**WORK TO COMPLETE**
Rewrite the stretch of entries that opens with the line containing "Can you find the concrete" and closes with the line containing "[[559, 359], [972, 204]]", both ends included, leaving the requests unchanged and multiplying every x and y coordinate in the answers by 1.35, rounded to whole numbers with halves rounded up. Return only those lines.

**GIVEN RECORDS**
========================================
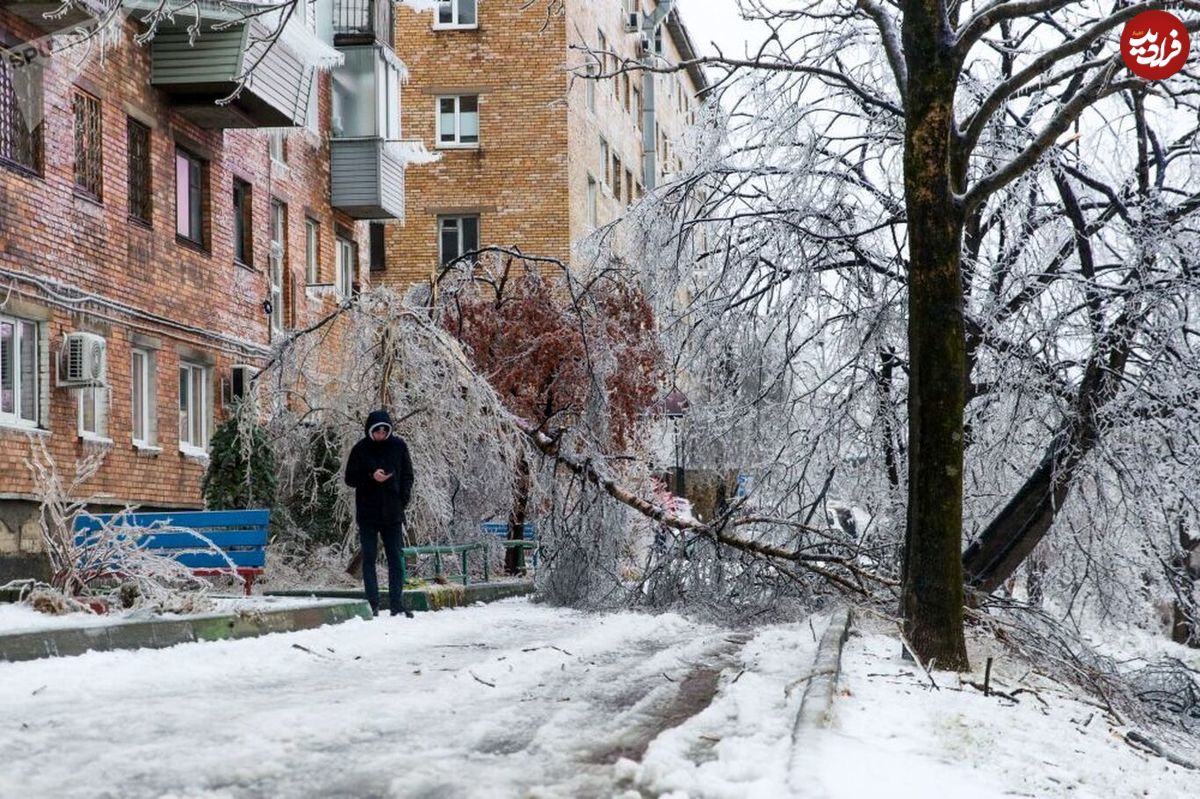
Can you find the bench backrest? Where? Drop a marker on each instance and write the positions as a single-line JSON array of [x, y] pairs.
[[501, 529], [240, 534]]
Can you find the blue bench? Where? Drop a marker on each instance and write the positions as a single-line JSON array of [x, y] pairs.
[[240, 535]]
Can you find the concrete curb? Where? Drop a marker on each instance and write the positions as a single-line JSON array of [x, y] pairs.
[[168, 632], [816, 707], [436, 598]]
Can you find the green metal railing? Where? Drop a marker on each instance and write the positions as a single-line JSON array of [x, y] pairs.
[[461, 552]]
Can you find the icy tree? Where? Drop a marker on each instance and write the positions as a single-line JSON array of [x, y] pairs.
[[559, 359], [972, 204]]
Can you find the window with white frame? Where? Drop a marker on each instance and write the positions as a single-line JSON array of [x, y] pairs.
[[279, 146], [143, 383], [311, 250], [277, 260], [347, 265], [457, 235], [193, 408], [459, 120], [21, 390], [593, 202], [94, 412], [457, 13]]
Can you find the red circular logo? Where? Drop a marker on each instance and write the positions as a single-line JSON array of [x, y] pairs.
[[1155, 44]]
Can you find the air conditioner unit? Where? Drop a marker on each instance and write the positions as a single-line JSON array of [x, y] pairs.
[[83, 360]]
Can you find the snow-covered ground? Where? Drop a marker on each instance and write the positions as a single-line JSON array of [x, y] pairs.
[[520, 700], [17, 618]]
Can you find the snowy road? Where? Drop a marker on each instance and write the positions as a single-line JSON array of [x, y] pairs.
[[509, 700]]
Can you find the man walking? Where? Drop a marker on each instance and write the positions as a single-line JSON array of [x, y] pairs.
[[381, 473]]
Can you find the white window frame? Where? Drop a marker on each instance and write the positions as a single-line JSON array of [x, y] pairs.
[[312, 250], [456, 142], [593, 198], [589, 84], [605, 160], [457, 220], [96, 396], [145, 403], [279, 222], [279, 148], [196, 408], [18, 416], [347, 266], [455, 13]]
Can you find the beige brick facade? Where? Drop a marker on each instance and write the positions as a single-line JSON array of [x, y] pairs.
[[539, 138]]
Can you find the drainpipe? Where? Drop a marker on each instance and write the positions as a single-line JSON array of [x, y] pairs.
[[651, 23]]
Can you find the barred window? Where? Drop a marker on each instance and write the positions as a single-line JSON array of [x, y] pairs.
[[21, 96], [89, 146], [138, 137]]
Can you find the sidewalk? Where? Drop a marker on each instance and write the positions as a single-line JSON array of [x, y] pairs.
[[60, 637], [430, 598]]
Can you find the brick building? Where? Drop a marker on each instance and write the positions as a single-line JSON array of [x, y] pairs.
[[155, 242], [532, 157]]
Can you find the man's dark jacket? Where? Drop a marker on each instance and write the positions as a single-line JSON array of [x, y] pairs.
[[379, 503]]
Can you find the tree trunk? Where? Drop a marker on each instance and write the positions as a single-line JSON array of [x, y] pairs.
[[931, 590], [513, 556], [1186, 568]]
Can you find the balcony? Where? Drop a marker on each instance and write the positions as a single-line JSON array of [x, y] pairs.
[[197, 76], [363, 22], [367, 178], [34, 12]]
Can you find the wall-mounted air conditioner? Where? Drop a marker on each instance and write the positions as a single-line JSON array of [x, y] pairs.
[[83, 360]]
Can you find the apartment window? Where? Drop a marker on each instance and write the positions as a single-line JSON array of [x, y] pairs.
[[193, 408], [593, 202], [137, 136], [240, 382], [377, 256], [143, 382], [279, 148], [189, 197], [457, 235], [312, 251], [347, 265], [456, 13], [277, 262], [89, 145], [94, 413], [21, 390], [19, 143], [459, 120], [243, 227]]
========================================
**RIGHT ANSWER**
Can you find the concrete curb? Where? Drop a marker on each instance and write the positions as a single-line JSON array of [x, y] pairs.
[[227, 853], [1102, 954], [589, 807]]
Can you find the green metal railing? Where? Drop a marker on each instance and write the positions as a single-line JSON array of [x, y] pairs.
[[622, 745]]
Can you find the icy tree? Where? Drop a marker on each instance and write the positions as a single-line JSON array of [x, y] pairs.
[[755, 485], [1312, 275]]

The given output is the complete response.